▶ **Stored records**

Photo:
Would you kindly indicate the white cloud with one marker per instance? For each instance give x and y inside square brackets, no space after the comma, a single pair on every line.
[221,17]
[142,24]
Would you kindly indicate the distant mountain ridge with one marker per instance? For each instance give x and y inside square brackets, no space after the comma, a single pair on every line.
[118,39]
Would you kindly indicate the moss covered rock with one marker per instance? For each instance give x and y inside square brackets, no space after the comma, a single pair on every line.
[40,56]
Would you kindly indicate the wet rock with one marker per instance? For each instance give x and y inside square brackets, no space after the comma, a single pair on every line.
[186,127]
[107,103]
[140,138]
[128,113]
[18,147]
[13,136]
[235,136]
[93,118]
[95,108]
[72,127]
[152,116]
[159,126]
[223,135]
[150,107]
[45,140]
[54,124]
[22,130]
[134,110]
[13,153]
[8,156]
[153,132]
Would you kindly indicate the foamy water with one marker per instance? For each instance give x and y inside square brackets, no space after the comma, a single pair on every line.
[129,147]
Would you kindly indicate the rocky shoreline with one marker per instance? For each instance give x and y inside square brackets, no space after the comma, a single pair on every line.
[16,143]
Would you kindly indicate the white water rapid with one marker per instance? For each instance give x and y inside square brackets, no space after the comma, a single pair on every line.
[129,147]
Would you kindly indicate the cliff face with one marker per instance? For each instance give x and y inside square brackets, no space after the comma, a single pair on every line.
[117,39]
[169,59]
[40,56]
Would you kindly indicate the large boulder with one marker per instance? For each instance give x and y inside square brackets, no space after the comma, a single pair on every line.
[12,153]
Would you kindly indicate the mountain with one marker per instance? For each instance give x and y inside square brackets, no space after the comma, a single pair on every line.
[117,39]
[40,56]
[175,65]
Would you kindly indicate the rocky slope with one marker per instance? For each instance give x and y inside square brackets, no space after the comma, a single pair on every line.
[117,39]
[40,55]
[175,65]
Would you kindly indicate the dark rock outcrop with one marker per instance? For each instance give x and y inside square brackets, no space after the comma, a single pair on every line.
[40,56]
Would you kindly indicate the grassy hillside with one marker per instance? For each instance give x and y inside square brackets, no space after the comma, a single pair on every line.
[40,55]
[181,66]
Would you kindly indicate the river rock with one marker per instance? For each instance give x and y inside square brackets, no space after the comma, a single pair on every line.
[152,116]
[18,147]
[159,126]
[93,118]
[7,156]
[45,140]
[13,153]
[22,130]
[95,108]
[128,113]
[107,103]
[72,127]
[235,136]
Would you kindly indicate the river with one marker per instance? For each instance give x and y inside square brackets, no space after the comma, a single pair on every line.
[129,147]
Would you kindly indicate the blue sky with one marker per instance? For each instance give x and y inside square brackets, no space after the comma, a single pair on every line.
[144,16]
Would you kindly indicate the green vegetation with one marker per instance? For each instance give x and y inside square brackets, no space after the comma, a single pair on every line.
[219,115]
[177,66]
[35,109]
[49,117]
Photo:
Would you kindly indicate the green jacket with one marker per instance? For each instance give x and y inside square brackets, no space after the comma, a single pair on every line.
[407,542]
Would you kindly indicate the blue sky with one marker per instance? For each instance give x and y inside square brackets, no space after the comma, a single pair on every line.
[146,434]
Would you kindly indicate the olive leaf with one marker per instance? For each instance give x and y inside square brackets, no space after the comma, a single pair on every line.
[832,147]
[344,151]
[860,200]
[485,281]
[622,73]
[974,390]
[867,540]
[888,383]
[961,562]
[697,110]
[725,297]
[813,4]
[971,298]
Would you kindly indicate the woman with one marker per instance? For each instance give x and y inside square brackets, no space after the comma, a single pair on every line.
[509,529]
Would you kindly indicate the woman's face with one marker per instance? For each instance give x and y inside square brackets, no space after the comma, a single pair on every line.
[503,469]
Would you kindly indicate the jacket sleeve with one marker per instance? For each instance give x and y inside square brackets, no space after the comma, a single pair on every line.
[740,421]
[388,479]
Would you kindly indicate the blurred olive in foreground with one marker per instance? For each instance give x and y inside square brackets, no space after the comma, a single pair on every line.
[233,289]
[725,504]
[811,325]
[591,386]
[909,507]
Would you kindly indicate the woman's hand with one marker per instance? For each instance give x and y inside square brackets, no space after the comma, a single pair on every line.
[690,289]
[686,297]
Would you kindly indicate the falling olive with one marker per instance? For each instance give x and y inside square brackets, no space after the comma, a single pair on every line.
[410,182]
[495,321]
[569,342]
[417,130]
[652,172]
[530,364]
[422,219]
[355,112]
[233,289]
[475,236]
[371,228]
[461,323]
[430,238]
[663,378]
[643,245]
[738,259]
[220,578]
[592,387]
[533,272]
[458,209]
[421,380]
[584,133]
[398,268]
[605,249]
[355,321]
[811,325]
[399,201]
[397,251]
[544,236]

▶ **Task statement**
Your task is to reproduce, exactly and exclusively, the lines from the one holding "Would you kindly indicate the blurred" through the final line of the listing.

▶ **Task solution**
Would you kindly indicate the blurred olive in foreground with one marker per instance? For each instance give x and y inside square brackets, no space after the comma, a single pair on every line.
[233,289]
[725,504]
[811,325]
[591,386]
[909,507]
Would you kindly indicate the woman's hand with one marker per instance? For each instance give x and y inside square brackets, no space after the comma, a single pair on every line.
[690,289]
[686,297]
Would you kindly indicate the falling olive with one marker per instance? For each instance give x and y inside square brackets, no space after the comma, a single pair on every line.
[410,182]
[495,321]
[569,342]
[417,130]
[652,172]
[530,364]
[422,219]
[355,112]
[233,289]
[475,236]
[371,228]
[461,323]
[430,238]
[663,378]
[643,245]
[738,259]
[220,578]
[592,387]
[533,272]
[458,209]
[421,380]
[584,133]
[398,268]
[605,249]
[355,321]
[811,325]
[399,201]
[397,251]
[544,236]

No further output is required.